# SELECTED PASSAGE

··········

But are we partly to blame? If we pick up the bill for textbooks and medicines, does this serve only to perpetuate a grotesque misallocation of resources?

The law of unintended consequences works more perniciously in the field of aid and development than perhaps any other. DFID has embarked on the most ambitious expansion of its short history, aiming to spend £11 billion ($17.4 billion) in 2013/14, a 29 per cent jump in one year from the £8.6 billion planned for 2012/13. In the process, Britain will keep its promise to spend 0.7 per cent of national income on aid.

DFID’s operation in Zimbabwe will spend £80 million ($126 million) in 2011/12, ensuring that children get textbooks, patients get medicines and slum-dwellers get sanitation, and many other useful things.

But the government of Zimbabwe clearly has the money to do all of this. Last year, capital expenditure on the army plus the costs of the offices of Mugabe and Tsvangirai came to more than $181 million. Cut that by 90 per cent and Zimbabwe could pay for the entire DFID programme and have plenty left over.

By covering the cost of basic essentials that the government chooses not to fund, we risk underwriting – albeit indirectly – the monstrous way in which Zimbabwe’s leaders spend their country’s resources. The mistake is to believe that a poor nation simply lacks money, which leads to the obvious answer that we should step in. Often, as in Zimbabwe, the situation is more complex: how the government spends its budget is at least as much of a problem.

If you simply offer more cash, the risk is that you make an indefensible set of priorities “sustainable”, to use a word beloved of DFID officials.

So what is the answer? After all, there is a genuine dilemma here. Pay for the textbooks and you perpetuate the Mugabe-Tsvangirai sense of priorities. Hold back the funds and the government of Zimbabwe will not develop a conscience and find the money for children to get an education. Instead, the kids will go without books and Mugabe and Tsvangirai will carry on exactly as before. It’s also worth remembering that no DFID money goes directly into Zimbabwean government coffers: all the funding is channelled via the UN or international development agencies.

··········

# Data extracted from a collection
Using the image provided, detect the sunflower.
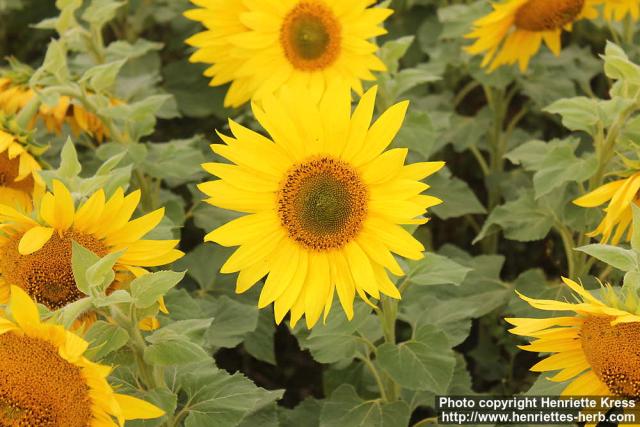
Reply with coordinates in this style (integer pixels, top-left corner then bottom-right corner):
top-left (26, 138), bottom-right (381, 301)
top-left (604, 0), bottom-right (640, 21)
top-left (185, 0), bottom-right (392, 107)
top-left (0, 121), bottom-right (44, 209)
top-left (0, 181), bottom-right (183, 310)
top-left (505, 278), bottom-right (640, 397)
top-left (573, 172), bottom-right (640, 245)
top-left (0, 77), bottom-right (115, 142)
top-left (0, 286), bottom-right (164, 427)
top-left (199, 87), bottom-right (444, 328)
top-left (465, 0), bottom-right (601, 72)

··········

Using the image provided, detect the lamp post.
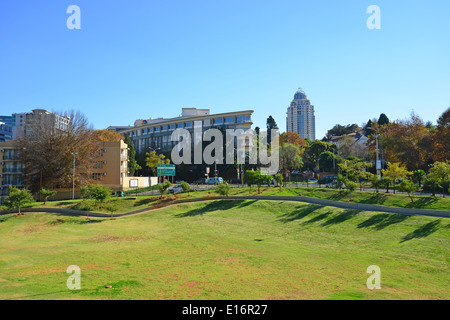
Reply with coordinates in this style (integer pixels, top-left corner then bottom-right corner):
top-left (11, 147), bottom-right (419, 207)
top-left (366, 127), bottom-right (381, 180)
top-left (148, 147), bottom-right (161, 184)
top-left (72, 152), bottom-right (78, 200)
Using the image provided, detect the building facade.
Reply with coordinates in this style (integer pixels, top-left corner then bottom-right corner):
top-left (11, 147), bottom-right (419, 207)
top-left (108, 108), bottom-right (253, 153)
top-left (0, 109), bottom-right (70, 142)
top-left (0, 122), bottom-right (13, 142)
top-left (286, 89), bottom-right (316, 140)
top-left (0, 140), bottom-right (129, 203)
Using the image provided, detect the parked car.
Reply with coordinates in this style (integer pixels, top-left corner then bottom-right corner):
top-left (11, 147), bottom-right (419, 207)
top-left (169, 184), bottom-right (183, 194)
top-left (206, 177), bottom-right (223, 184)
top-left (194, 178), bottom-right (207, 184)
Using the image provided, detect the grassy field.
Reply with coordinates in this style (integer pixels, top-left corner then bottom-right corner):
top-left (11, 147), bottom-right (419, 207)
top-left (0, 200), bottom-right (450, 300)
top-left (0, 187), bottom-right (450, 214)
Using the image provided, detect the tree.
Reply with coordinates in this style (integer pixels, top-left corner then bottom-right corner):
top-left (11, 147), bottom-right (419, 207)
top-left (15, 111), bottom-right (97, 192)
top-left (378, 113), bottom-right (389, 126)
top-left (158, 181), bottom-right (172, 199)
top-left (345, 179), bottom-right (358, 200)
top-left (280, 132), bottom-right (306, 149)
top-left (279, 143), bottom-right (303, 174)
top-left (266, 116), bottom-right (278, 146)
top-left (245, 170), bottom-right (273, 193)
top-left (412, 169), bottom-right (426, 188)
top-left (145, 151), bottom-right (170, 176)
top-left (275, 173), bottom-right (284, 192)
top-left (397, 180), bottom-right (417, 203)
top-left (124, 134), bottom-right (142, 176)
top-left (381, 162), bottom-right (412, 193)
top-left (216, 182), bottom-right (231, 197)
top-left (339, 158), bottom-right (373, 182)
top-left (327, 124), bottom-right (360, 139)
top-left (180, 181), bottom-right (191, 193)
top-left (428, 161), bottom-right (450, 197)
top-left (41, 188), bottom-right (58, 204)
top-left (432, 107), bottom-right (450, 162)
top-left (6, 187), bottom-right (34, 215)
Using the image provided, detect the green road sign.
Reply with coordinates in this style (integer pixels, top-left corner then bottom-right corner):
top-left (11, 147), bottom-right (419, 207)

··········

# ASSIGNMENT
Please echo the passage on aid to Zimbabwe word for word, from "DFID’s operation in" up to and including "other useful things.".

# EXERCISE SOLUTION
DFID’s operation in Zimbabwe will spend £80 million ($126 million) in 2011/12, ensuring that children get textbooks, patients get medicines and slum-dwellers get sanitation, and many other useful things.